- EN QUÉ CONSISTE -
Presenta como lista numerada las líneas de las entradas, empezando por la primera y terminando con la que contiene "pixel 458 371", sin incluir las líneas en blanco.

───── ENTRADAS PROPORCIONADAS ─────

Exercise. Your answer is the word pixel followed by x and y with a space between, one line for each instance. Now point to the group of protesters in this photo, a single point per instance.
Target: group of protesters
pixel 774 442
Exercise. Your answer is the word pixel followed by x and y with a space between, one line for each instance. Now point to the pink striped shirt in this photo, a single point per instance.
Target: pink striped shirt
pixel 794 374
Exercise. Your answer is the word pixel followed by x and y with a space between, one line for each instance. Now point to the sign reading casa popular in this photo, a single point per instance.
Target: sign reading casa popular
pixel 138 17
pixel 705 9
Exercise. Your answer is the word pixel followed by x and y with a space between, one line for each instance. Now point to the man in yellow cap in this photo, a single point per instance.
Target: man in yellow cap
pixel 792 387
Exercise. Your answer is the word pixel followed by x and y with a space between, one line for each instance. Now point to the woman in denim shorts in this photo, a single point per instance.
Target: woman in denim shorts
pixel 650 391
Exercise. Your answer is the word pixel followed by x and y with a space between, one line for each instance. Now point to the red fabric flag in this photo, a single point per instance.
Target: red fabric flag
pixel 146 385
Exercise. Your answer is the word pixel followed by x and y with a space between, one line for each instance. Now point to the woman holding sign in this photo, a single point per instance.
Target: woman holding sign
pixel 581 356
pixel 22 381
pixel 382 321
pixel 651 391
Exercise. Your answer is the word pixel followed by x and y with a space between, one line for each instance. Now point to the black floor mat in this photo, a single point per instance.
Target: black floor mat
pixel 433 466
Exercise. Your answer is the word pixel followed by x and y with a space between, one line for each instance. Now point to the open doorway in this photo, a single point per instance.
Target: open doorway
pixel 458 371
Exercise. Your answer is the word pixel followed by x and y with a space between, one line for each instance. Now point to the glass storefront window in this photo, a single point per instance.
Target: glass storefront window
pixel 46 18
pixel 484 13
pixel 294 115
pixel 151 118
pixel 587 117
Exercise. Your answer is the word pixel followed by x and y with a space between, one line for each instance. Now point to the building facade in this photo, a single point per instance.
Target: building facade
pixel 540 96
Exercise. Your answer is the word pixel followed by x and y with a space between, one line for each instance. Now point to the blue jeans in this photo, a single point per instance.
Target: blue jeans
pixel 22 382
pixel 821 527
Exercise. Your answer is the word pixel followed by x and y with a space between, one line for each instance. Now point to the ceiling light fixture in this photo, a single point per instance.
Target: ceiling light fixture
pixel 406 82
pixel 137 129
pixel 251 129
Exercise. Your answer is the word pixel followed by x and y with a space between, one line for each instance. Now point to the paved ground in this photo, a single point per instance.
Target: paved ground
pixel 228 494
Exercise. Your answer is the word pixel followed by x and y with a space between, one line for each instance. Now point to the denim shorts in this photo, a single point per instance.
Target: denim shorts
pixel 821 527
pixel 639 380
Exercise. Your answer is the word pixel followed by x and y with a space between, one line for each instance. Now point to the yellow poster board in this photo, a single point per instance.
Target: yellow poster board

─────

- SOLUCIÓN DEL EJERCICIO -
1. Exercise. Your answer is the word pixel followed by x and y with a space between, one line for each instance. Now point to the group of protesters in this photo, a single point per instance.
2. Target: group of protesters
3. pixel 774 442
4. Exercise. Your answer is the word pixel followed by x and y with a space between, one line for each instance. Now point to the pink striped shirt in this photo, a single point per instance.
5. Target: pink striped shirt
6. pixel 794 374
7. Exercise. Your answer is the word pixel followed by x and y with a space between, one line for each instance. Now point to the sign reading casa popular in this photo, a single point per instance.
8. Target: sign reading casa popular
9. pixel 138 17
10. pixel 705 9
11. Exercise. Your answer is the word pixel followed by x and y with a space between, one line for each instance. Now point to the man in yellow cap in this photo, a single point per instance.
12. Target: man in yellow cap
13. pixel 792 387
14. Exercise. Your answer is the word pixel followed by x and y with a space between, one line for each instance. Now point to the woman in denim shorts in this photo, a single point per instance.
15. Target: woman in denim shorts
16. pixel 650 391
17. Exercise. Your answer is the word pixel followed by x and y with a space between, one line for each instance. Now point to the red fabric flag in this photo, a single point per instance.
18. Target: red fabric flag
19. pixel 146 385
20. Exercise. Your answer is the word pixel followed by x and y with a space between, one line for each instance. Now point to the woman holding sign in this photo, a single point per instance.
21. Target: woman holding sign
22. pixel 581 356
23. pixel 22 381
24. pixel 382 321
25. pixel 651 391
26. Exercise. Your answer is the word pixel followed by x and y with a space between, one line for each instance. Now point to the black floor mat in this photo, a single point per instance.
27. Target: black floor mat
28. pixel 433 466
29. Exercise. Your answer is the word pixel followed by x and y with a space between, one line for each instance. Now point to the open doorway in this photo, a single point per instance.
30. Target: open doorway
31. pixel 458 371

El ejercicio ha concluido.